[Opening DATA FOR REVIEW section]
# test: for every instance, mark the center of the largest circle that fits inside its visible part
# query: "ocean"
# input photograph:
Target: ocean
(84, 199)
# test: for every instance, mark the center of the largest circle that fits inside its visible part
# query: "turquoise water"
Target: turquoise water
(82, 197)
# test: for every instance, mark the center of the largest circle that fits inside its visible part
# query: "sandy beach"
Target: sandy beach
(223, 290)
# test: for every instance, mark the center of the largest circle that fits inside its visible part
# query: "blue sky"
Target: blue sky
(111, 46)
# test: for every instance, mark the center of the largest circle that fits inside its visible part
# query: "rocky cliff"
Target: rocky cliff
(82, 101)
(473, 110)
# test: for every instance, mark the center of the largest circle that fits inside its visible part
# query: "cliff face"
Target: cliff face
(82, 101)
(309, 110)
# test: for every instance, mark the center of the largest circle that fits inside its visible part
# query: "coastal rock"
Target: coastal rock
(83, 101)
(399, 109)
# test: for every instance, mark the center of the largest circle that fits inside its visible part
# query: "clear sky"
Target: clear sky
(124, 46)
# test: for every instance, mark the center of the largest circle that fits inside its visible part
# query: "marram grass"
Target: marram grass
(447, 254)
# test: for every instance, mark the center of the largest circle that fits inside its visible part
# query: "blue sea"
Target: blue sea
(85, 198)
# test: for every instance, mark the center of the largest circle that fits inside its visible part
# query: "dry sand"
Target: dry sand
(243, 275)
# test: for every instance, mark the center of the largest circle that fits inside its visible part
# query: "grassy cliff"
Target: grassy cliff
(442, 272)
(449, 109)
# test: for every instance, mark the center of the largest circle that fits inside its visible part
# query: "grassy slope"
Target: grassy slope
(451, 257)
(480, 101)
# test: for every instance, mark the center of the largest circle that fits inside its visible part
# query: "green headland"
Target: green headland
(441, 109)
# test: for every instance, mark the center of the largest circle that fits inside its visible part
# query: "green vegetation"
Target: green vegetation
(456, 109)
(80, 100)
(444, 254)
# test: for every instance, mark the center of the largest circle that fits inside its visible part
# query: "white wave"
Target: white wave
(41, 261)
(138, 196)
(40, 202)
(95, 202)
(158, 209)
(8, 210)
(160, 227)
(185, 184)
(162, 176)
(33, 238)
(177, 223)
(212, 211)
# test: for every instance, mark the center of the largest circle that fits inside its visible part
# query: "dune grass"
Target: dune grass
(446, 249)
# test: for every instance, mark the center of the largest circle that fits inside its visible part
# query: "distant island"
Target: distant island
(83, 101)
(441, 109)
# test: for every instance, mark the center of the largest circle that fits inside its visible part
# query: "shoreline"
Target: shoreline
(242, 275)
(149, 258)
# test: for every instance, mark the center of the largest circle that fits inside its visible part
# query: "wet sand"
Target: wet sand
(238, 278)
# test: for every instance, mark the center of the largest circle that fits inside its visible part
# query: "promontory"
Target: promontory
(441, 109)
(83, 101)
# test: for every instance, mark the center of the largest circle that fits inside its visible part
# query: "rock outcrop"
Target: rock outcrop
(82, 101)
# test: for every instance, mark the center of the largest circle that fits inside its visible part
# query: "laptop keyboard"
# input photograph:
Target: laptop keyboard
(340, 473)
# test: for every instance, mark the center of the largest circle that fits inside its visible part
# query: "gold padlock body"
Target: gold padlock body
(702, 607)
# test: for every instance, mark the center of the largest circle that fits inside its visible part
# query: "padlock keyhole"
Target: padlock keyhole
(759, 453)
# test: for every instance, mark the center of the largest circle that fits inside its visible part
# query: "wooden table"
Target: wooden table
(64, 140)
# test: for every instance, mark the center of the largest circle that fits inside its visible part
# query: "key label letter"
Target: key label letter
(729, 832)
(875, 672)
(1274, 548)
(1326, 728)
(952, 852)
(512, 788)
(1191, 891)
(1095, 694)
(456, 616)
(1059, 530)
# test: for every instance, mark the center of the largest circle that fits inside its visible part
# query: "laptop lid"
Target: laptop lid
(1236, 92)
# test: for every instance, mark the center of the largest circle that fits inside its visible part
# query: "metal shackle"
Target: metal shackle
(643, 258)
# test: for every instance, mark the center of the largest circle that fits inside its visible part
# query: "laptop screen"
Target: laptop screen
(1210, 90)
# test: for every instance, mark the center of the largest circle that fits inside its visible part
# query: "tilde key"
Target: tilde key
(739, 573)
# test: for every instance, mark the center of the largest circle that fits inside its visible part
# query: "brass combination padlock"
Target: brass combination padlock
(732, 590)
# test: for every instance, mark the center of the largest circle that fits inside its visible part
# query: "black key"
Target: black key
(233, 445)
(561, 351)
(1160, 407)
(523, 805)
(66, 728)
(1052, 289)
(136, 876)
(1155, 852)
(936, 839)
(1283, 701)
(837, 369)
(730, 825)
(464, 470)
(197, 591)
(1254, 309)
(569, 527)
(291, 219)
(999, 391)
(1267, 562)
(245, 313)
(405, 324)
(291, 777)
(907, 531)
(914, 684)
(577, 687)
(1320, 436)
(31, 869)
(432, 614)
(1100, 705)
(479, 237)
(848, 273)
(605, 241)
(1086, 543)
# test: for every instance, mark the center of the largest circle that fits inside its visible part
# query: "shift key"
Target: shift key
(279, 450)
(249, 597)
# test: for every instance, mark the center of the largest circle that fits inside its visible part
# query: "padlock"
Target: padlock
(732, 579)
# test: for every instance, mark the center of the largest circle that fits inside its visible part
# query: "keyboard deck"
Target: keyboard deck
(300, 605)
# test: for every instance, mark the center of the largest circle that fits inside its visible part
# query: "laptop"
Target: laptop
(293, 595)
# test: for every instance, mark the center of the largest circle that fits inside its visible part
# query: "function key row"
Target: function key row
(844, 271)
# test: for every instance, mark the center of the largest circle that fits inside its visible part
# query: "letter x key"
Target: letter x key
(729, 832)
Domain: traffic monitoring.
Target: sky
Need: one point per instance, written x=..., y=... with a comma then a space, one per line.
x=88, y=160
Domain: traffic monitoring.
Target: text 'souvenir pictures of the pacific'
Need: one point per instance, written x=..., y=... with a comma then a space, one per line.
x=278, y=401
[Closing DATA FOR REVIEW section]
## [WHAT NEEDS TO BE DONE]
Output all of the data again. Match it exactly.

## [ANSWER SPACE]
# test: for every instance, mark the center of the largest circle that fits inside its visible part
# query: "ocean"
# input photograph:
Target: ocean
(84, 199)
# test: for every instance, mark the center of the largest circle that fits inside its visible part
# query: "turquoise water"
Target: turquoise water
(82, 197)
# test: for every instance, mark the center of the largest circle that fits inside its visible part
# query: "sandy beach"
Target: sandy beach
(223, 290)
# test: for every instance, mark the center of the largest circle that fits inside its visible part
# query: "blue sky"
Target: blue sky
(111, 46)
# test: for every instance, mark the center of the largest circle that fits inside its visible part
# query: "rocky cliff"
Target: rocky cliff
(82, 101)
(473, 110)
# test: for every instance, mark the center of the largest circle that fits inside its visible part
# query: "cliff face"
Target: cliff face
(82, 101)
(309, 110)
# test: for every instance, mark the center of the largest circle that fits inside its visible part
# query: "coastal rock"
Target: coastal rock
(83, 101)
(399, 109)
# test: for every instance, mark the center of the largest circle that fits inside its visible part
# query: "clear sky"
Target: clear sky
(124, 46)
# test: for every instance, mark the center of the largest circle that fits inside its visible part
# query: "marram grass"
Target: marram grass
(447, 254)
# test: for every instance, mark the center of the largest circle that fits inside its visible part
# query: "blue sea"
Target: blue sea
(85, 198)
# test: for every instance, mark the center of the largest circle that fits inside its visible part
# query: "dry sand"
Target: dry sand
(243, 275)
# test: for every instance, mark the center of the largest circle that fits inside its visible part
# query: "grassy cliff"
Target: grassy cliff
(442, 272)
(449, 109)
# test: for every instance, mark the center of the largest circle that fits inside its visible part
# query: "grassy slope"
Target: grassy slope
(451, 257)
(480, 101)
# test: for every instance, mark the center of the largest circle that fits inside its visible part
# query: "green headland"
Target: green headland
(441, 109)
# test: for every instance, mark the center of the largest circle that fits inside its visible part
# query: "green vegetation"
Target: green vegetation
(456, 109)
(80, 100)
(444, 254)
# test: for every instance, mark the center of the largest circle that fits inside its visible part
# query: "white wave"
Target: white wave
(41, 261)
(138, 196)
(40, 202)
(95, 202)
(158, 209)
(8, 210)
(160, 227)
(185, 184)
(162, 176)
(33, 238)
(177, 223)
(212, 211)
# test: for every instance, mark the center of the largest circle that fits inside its visible part
# query: "dune grass"
Target: dune grass
(446, 249)
# test: for every instance, mark the center of the largest circle that fits inside its visible part
# query: "distant island"
Target: distant island
(83, 101)
(441, 109)
# test: for every instance, mark the center of the largest circle that fits inside its visible part
# query: "shoreline"
Target: shoreline
(242, 275)
(149, 258)
# test: for every instance, mark the center of the largest circle that fits inside its visible part
# query: "wet sand"
Target: wet sand
(238, 278)
# test: for every instance, mark the center of the largest circle that fits inside its visible part
# query: "promontory"
Target: promontory
(441, 109)
(83, 101)
# test: for every instance, mark the center of the largest circle that fits inside its visible part
# query: "rock outcrop"
Target: rock outcrop
(82, 101)
# test: for every instance, mark the center of the largest circle that fits inside its visible part
# query: "laptop keyboard"
# input photograph:
Target: laptop keyboard
(340, 473)
# test: for every instance, mark the center of the largest circle that fits inside its visible part
# query: "gold padlock body"
Target: gold padlock body
(702, 607)
# test: for every instance, mark the center of the largest circle that fits inside its visible part
# query: "padlock keyhole"
Target: padlock keyhole
(759, 453)
# test: for every instance, mark the center of the largest circle that fits inside its visible part
# query: "wooden table"
Target: wooden table
(64, 140)
# test: for every instance, mark the center of the largest circle that fits inside its visible part
# query: "key label letter"
Target: key label letter
(729, 832)
(875, 672)
(1274, 548)
(1326, 728)
(952, 852)
(512, 788)
(1191, 891)
(1095, 694)
(456, 616)
(1059, 530)
# test: for every instance, mark the center of the largest circle that fits inside its visible part
# query: "laptop lid"
Target: laptop lid
(1236, 92)
# test: for every instance, mark the center of the largest circle that fits inside its visible part
# query: "metal shackle"
Target: metal shackle
(643, 258)
# test: for every instance, mark the center of the largest circle that fits inside its visible part
# query: "laptop screen"
Target: laptop screen
(1210, 90)
# test: for every instance, mark the center of the largest circle that fits inside its visible part
# query: "tilde key"
Target: tilde key
(739, 573)
# test: for every instance, mark the center of the largest circle that fits inside its visible part
# query: "brass combination padlock"
Target: brass combination padlock
(732, 590)
# test: for every instance, mark the center of the largest circle that fits inside its visible part
# query: "black key"
Target: black key
(233, 445)
(561, 351)
(1160, 407)
(523, 805)
(66, 728)
(1052, 289)
(136, 876)
(1155, 852)
(936, 839)
(1283, 701)
(837, 369)
(730, 825)
(464, 470)
(197, 591)
(1254, 309)
(569, 527)
(291, 219)
(999, 391)
(1267, 562)
(245, 313)
(405, 324)
(291, 777)
(907, 531)
(914, 684)
(577, 687)
(1320, 436)
(31, 869)
(432, 614)
(1100, 705)
(479, 237)
(848, 273)
(605, 241)
(1086, 543)
# test: for every instance, mark the center of the largest circle that fits inside its visible part
# query: "shift key"
Target: shift key
(279, 450)
(249, 597)
# test: for every instance, mark the center of the largest circle that fits inside its visible part
# query: "padlock"
Target: padlock
(732, 579)
# test: for every instance, mark the center of the largest circle that fits inside its visible part
# query: "keyboard deck"
Target: keyboard deck
(300, 605)
# test: for every instance, mark the center of the largest circle that fits inside its visible part
# query: "laptop"
Target: laptop
(293, 595)
# test: for every instance, mark the center of the largest circle that fits inside its visible part
# query: "function key row"
Target: function key row
(844, 271)
# test: for every instance, mark the center of the largest circle that fits inside its visible part
# query: "letter x key"
Target: letter x key
(729, 832)
Domain: traffic monitoring.
Target: sky
Need: one point per instance, written x=..., y=... with a comma then a space, one per line.
x=88, y=160
Domain: traffic monitoring.
Target: text 'souvenir pictures of the pacific'
Need: one point per instance, written x=..., y=... with a comma then a space, one per line.
x=278, y=401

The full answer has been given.